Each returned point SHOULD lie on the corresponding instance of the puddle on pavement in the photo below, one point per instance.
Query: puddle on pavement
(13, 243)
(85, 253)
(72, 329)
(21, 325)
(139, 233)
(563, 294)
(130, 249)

++++++++++

- ABOUT THIS TASK -
Retype all of the lines shown above, keeping each one exact.

- COMPLETED EXERCISE -
Each returned point SHOULD lie on the corresponding instance of the puddle on pavement in the photo below, one point per instance.
Query: puddle on pavement
(13, 243)
(85, 253)
(72, 329)
(21, 325)
(139, 233)
(563, 294)
(130, 249)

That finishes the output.